**Stated task a:**
Output the listing lines from the line with "Tight boxes only — no extra padding. Annotate the chin" up to and including the line with "[180,0,345,240]" as a Markdown table with two columns, Row and Listing line. Number each row and omit blank lines.

**Text block:**

From: Steven Watanabe (watanabesj_at_[hidden])
Date: 2008-03-14 12:39:07
Eric Niebler wrote:
>> The expr<> struct lives in the boost::proto namespace, as do all of
>> Proto's operator overloads.
>> The overloads are found via ADL (Argument-Dependent Lookup). That is
>> why expressions must be "tainted"
>> with Proto-ness for Proto to be able to build trees out of expressions.
>> Is ADL the only reason? I should hope that the operators are overloaded
>> to take expr<>.
> They don't. The reason is because they should also work for user-defined
> types that extend Proto expressions. These do not necessarily inherit
> from expr<>. The operator overloads are suitably SFINAE'd so they won't
> gobble up anything they shouldn't.
Ok. I'm happy as long as there is some defense against wild overloads
that match anything.
>> Why is args0 unary!?
> I'm sorry, where are you looking? args0<> does have one element in it:
> the type of the terminal. It has 0 child expressions, though, so its
> arity is really zero.
I think I understand now.
>> static expr::make... What are the overloads that take
>> a size_t template parameter for?
> So that you can initialize a terminal<int>::type -- that is, you can
> have a terminal that holds an array by value.
It looks like doxygen/boostbook is getting confused here, because the
fact that the argument is an array doesn't show up.
>> Why is operator= only overloaded for non-const expr's when
>> they are terminals?

**Stated task b:**
Copy the entire mailing-list message about Proto operator overloads word for word.

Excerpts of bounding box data
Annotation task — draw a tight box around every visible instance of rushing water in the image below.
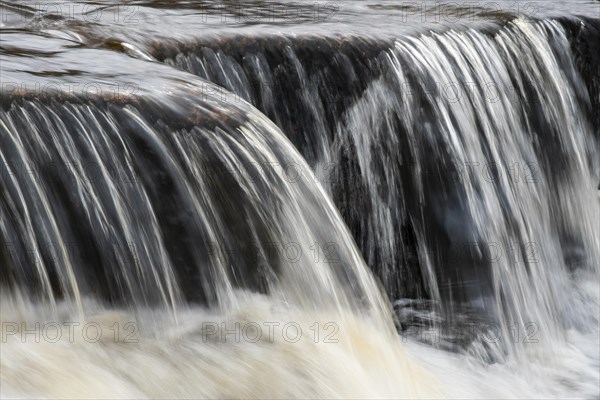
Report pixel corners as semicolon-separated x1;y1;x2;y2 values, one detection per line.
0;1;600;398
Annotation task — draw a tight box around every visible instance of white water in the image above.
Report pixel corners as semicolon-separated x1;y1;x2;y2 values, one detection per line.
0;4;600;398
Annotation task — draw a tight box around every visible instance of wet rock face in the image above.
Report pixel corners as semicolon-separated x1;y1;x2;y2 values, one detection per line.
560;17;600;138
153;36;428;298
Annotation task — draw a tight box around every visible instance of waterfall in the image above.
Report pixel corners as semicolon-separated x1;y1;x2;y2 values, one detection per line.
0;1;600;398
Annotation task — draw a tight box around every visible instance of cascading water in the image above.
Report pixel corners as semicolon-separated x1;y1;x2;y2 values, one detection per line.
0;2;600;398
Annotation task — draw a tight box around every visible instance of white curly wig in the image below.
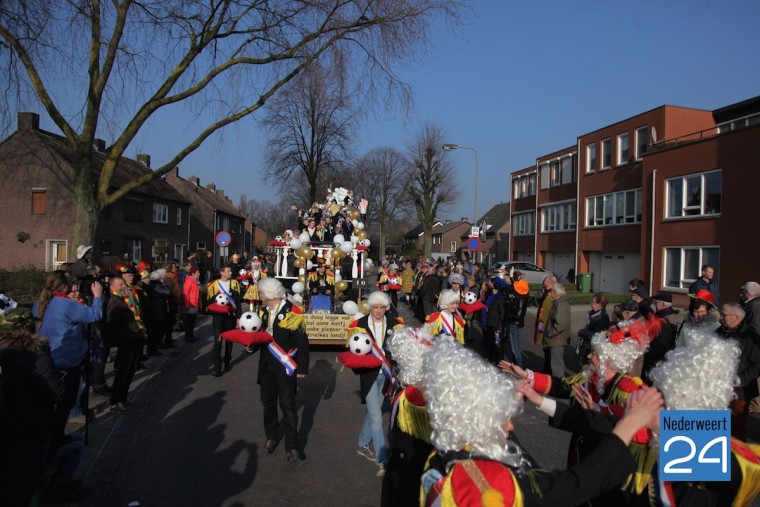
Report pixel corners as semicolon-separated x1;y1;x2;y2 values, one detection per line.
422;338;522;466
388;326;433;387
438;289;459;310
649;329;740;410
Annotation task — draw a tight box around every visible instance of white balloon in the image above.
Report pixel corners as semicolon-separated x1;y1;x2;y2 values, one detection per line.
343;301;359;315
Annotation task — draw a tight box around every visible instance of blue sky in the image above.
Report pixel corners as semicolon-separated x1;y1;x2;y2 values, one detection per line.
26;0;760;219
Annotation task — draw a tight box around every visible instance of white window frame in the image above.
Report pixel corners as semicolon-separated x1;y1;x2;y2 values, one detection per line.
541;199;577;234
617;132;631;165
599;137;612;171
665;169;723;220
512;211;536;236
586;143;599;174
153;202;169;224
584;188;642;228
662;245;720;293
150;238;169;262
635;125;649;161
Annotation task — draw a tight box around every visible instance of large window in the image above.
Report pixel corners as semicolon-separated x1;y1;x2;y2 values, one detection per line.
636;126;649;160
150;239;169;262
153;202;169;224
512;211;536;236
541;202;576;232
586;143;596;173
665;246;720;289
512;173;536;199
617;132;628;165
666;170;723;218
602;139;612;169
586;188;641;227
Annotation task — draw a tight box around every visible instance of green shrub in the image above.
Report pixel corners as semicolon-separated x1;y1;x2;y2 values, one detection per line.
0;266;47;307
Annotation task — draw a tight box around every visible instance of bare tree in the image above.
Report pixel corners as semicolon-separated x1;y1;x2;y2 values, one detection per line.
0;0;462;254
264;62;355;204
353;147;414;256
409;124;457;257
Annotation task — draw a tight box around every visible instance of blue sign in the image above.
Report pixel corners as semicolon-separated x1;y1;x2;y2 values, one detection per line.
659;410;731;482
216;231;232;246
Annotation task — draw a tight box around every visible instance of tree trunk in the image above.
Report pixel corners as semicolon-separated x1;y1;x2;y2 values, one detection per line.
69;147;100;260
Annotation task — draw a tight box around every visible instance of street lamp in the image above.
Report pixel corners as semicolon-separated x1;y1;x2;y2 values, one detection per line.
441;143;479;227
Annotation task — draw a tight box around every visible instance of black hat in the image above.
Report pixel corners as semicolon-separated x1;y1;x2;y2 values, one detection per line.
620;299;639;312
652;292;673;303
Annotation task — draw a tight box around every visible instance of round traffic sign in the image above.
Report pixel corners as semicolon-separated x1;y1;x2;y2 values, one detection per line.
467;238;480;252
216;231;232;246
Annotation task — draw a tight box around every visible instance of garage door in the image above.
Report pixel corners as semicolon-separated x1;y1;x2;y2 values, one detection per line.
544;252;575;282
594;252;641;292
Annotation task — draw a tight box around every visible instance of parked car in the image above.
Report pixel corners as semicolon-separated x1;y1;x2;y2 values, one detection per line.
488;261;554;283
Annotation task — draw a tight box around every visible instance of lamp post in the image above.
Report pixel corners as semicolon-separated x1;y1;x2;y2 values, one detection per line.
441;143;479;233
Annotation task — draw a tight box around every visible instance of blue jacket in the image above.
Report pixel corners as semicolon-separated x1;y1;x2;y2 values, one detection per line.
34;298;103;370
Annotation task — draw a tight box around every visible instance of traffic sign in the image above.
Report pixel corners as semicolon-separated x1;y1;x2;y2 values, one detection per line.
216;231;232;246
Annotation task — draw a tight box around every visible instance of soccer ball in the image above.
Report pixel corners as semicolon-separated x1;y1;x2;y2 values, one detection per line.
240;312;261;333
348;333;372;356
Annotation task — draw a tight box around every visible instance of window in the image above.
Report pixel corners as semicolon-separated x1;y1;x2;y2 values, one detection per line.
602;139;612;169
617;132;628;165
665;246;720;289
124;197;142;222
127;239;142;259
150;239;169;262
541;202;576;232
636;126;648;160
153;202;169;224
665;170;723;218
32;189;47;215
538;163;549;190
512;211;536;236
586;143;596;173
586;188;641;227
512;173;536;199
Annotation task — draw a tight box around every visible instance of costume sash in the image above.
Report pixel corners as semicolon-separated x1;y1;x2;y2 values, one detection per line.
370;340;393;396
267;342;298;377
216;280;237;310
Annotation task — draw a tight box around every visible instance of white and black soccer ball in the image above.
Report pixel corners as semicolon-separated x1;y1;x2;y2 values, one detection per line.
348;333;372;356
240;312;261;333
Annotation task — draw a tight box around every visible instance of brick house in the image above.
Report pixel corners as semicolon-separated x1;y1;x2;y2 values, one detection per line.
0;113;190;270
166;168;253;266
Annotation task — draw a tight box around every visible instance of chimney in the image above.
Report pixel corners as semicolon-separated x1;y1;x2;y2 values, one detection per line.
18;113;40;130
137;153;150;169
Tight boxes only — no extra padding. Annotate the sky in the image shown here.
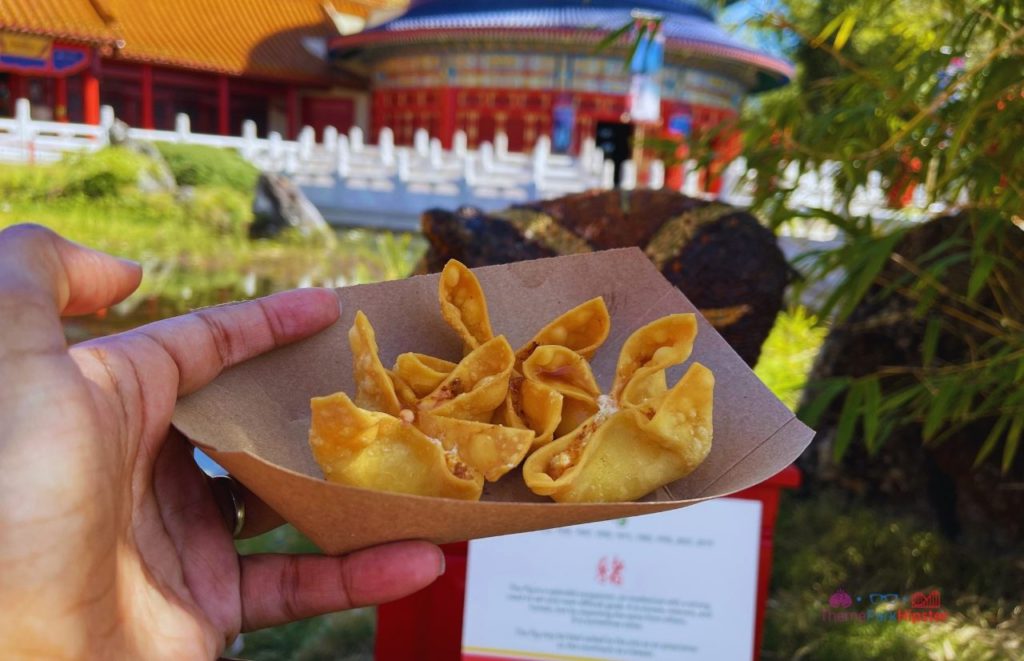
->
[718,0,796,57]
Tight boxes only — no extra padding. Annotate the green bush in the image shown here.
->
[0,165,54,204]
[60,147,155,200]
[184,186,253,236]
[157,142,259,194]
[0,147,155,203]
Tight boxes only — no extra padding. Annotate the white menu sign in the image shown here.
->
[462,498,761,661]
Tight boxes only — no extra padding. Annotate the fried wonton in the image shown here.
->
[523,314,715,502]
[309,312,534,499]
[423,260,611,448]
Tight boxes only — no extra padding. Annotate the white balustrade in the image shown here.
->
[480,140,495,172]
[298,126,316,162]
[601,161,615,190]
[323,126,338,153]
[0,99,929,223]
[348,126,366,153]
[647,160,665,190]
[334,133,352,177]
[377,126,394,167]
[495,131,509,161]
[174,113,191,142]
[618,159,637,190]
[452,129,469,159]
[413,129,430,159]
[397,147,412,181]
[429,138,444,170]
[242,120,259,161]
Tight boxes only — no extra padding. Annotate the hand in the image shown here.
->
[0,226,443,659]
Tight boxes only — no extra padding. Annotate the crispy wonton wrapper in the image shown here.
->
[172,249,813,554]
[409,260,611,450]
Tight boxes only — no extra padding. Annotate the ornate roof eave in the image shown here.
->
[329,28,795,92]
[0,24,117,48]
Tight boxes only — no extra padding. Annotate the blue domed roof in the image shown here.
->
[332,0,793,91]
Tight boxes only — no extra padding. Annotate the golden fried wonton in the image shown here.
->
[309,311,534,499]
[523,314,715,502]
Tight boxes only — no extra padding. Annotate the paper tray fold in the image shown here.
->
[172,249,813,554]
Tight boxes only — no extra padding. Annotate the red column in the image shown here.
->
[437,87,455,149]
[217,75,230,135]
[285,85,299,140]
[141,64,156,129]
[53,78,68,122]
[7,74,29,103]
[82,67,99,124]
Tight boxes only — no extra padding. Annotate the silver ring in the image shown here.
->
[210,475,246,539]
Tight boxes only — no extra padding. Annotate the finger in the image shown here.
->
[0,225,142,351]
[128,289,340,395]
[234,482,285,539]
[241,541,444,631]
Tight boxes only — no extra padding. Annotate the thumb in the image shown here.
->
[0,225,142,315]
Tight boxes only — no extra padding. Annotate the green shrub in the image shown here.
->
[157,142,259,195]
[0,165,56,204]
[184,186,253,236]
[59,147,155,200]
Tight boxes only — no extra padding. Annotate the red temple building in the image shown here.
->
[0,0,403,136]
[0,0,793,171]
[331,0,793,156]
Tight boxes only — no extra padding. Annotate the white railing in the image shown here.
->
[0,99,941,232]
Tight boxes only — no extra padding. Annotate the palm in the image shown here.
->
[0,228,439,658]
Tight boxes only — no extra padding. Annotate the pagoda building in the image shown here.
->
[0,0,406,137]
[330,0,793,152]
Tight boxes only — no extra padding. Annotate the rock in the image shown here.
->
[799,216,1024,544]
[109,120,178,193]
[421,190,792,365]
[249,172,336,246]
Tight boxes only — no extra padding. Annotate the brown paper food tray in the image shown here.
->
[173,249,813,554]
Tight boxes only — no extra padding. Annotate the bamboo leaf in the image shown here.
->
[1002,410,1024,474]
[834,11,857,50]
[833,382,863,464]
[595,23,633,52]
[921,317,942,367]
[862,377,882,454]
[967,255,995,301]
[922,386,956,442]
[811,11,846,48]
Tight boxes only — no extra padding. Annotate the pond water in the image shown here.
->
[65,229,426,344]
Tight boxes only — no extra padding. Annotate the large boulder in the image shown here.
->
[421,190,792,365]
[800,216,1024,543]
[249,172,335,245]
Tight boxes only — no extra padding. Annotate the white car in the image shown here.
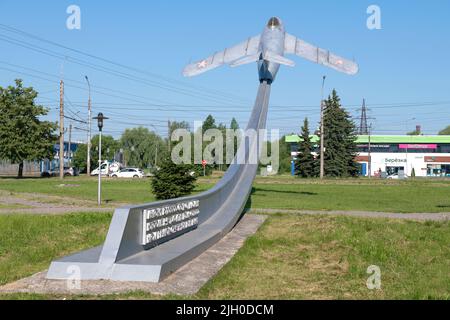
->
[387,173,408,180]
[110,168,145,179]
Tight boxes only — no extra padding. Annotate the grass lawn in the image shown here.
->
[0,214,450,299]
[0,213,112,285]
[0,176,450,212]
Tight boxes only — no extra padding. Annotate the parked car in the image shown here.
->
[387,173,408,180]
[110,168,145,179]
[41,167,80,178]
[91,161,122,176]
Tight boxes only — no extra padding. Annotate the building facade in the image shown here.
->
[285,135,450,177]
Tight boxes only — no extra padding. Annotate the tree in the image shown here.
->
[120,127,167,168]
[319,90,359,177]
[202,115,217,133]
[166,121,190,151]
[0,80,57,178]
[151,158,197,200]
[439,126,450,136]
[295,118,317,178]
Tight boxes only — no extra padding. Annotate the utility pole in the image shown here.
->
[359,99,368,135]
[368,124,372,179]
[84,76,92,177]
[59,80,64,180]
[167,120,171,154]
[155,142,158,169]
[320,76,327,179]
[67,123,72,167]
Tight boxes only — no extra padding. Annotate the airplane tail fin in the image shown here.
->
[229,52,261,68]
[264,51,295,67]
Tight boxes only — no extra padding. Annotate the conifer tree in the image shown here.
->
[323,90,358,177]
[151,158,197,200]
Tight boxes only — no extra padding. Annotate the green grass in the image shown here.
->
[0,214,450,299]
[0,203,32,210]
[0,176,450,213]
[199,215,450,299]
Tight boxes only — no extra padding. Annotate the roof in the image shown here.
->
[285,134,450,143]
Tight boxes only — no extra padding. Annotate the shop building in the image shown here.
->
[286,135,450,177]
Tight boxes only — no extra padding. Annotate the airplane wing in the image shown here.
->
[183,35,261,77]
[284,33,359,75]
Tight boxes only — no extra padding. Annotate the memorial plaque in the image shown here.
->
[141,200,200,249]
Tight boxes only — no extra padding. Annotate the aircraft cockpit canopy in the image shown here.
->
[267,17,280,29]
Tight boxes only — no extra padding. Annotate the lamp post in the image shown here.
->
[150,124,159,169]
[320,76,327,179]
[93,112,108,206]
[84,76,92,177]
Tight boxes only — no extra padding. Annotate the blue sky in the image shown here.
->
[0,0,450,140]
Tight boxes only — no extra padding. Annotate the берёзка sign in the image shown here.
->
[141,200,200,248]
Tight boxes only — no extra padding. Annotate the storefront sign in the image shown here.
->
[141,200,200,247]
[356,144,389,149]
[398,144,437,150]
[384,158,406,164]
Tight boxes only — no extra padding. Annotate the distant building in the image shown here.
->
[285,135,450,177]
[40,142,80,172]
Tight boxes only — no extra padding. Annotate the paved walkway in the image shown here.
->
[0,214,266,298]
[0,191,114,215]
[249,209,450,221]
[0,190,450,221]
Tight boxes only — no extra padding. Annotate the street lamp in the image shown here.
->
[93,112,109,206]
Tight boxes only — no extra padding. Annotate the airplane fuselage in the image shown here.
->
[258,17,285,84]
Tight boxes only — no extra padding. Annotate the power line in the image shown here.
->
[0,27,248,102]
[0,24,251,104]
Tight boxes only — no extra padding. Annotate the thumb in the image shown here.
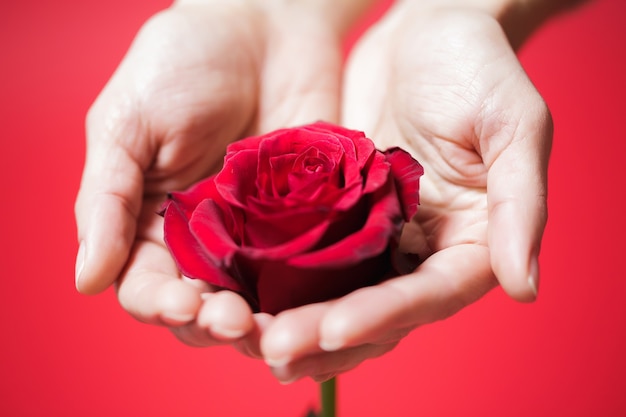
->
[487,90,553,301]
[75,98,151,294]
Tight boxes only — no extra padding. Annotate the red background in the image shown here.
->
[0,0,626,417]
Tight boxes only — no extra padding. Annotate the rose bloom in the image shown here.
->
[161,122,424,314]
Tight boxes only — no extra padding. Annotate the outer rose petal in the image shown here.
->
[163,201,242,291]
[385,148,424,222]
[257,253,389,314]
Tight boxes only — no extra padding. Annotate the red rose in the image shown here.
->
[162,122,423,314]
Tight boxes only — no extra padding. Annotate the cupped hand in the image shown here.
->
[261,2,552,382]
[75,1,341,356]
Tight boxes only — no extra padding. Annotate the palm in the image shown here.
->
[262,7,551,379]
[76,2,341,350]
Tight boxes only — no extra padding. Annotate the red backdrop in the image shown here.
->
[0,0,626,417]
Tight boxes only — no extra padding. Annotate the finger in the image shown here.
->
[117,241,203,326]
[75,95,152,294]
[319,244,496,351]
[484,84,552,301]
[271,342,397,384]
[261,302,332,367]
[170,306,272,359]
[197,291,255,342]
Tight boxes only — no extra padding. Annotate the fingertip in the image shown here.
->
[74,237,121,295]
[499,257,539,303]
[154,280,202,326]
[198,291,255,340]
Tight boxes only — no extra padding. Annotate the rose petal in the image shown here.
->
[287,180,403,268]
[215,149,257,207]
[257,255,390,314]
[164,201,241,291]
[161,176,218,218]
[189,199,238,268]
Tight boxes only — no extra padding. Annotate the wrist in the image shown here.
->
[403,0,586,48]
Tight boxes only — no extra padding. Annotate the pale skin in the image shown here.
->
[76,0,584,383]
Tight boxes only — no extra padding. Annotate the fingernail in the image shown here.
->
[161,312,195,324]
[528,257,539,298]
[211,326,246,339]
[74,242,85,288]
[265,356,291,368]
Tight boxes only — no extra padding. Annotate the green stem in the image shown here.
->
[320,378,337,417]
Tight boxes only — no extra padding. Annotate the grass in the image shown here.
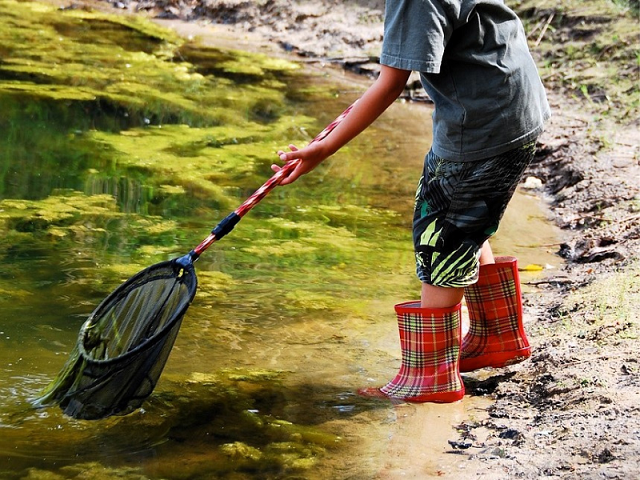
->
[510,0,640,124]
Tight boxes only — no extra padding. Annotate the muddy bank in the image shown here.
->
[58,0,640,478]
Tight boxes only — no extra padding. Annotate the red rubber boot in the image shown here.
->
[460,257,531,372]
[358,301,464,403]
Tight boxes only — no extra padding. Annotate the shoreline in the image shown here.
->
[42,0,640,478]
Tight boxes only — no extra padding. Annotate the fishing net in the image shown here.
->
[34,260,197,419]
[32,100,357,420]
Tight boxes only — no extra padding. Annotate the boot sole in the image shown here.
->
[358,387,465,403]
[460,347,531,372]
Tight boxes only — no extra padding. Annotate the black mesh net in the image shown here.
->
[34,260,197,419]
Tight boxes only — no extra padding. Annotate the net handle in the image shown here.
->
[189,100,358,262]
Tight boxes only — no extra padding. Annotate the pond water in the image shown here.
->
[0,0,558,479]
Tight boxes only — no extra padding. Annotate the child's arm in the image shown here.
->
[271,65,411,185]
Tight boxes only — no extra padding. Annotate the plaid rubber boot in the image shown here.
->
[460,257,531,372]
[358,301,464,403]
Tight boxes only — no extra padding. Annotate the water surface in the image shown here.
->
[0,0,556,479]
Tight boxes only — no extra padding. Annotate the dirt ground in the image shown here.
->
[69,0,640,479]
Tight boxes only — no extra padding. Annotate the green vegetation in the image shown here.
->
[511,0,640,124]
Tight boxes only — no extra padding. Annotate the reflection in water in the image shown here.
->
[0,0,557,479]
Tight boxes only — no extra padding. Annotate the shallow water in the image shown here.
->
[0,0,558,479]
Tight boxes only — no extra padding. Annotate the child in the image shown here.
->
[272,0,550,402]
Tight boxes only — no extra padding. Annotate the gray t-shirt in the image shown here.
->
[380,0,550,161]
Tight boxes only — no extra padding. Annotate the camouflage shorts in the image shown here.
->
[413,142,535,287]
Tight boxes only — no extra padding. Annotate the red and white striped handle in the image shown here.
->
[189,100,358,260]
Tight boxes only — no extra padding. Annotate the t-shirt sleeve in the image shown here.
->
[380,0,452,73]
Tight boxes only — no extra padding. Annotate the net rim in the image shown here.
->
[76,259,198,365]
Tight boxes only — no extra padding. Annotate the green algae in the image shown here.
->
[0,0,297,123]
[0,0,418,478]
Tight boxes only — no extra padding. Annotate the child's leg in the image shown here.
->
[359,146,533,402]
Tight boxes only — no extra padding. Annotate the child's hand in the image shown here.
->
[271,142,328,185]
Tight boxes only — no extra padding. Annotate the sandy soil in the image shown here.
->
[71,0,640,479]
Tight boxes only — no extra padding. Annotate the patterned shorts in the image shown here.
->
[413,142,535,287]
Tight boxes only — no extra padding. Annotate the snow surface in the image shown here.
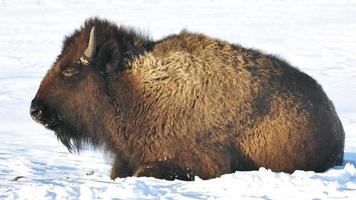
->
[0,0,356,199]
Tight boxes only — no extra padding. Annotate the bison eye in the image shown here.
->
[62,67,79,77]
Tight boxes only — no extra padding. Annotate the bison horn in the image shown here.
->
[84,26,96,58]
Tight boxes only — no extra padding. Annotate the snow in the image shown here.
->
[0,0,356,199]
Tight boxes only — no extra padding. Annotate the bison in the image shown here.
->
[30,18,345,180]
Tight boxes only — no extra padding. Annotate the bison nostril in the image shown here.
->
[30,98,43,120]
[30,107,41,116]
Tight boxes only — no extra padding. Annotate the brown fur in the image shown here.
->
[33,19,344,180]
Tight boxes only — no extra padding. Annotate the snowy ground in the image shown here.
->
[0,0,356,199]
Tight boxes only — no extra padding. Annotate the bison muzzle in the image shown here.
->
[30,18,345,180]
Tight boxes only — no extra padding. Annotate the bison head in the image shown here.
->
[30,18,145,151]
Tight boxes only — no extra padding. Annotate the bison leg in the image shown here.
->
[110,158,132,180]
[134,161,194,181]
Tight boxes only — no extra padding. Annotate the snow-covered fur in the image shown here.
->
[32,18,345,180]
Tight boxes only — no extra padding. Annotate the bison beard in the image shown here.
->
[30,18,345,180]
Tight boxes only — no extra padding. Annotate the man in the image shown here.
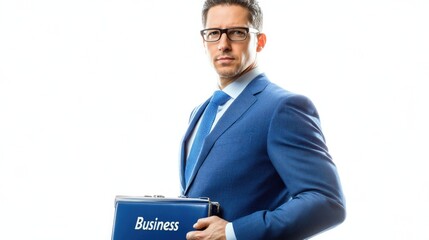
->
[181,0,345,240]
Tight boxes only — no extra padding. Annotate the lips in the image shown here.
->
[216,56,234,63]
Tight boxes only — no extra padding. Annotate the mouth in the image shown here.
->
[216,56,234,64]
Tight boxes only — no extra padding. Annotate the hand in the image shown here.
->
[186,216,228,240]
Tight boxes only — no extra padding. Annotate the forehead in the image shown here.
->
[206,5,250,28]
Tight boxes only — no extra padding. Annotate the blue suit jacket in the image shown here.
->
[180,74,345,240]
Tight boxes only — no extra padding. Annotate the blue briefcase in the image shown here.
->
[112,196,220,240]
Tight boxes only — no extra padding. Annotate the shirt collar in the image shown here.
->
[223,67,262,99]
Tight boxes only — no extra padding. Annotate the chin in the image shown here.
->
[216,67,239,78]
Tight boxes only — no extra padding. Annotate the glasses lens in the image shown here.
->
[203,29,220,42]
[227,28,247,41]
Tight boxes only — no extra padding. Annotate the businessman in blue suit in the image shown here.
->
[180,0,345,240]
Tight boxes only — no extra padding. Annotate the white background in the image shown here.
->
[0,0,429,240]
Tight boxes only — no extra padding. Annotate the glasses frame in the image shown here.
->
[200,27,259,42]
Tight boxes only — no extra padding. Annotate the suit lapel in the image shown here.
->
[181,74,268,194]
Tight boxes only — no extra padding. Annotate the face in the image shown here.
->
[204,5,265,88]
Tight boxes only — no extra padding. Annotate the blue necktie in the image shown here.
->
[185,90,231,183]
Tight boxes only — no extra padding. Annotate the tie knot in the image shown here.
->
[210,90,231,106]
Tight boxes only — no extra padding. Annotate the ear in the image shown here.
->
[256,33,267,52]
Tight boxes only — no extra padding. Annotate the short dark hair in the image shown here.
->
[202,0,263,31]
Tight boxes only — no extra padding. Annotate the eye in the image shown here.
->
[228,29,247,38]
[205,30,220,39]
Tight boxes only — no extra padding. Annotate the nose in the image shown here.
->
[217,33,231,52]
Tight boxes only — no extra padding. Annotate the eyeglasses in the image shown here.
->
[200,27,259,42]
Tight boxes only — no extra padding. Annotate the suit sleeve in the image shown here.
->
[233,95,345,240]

**Expected output a:**
| Row | Listing line |
|---|---|
| 1 | Tight boxes only — no extra padding. Annotate the chin in the image shown here. |
| 2 | -> |
| 3 | [216,67,239,78] |
| 4 | Tight boxes only — no extra padding. Annotate the glasses lens in the image shown here. |
| 5 | -> |
| 6 | [203,29,220,42] |
| 7 | [227,28,247,41] |
| 8 | Tight boxes only — no extra padding. Annotate the businessman in blue suit in the image shown here. |
| 9 | -> |
| 10 | [180,0,345,240] |

**Expected output b:**
From: Steven Watanabe (watanabesj_at_[hidden])
Date: 2008-03-14 12:39:07
Eric Niebler wrote:
>> The expr<> struct lives in the boost::proto namespace, as do all of
>> Proto's operator overloads.
>> The overloads are found via ADL (Argument-Dependent Lookup). That is
>> why expressions must be "tainted"
>> with Proto-ness for Proto to be able to build trees out of expressions.
>> Is ADL the only reason? I should hope that the operators are overloaded
>> to take expr<>.
> They don't. The reason is because they should also work for user-defined
> types that extend Proto expressions. These do not necessarily inherit
> from expr<>. The operator overloads are suitably SFINAE'd so they won't
> gobble up anything they shouldn't.
Ok. I'm happy as long as there is some defense against wild overloads
that match anything.
>> Why is args0 unary!?
> I'm sorry, where are you looking? args0<> does have one element in it:
> the type of the terminal. It has 0 child expressions, though, so its
> arity is really zero.
I think I understand now.
>> static expr::make... What are the overloads that take
>> a size_t template parameter for?
> So that you can initialize a terminal<int>::type -- that is, you can
> have a terminal that holds an array by value.
It looks like doxygen/boostbook is getting confused here, because the
fact that the argument is an array doesn't show up.
>> Why is operator= only overloaded for non-const expr's when
>> they are terminals?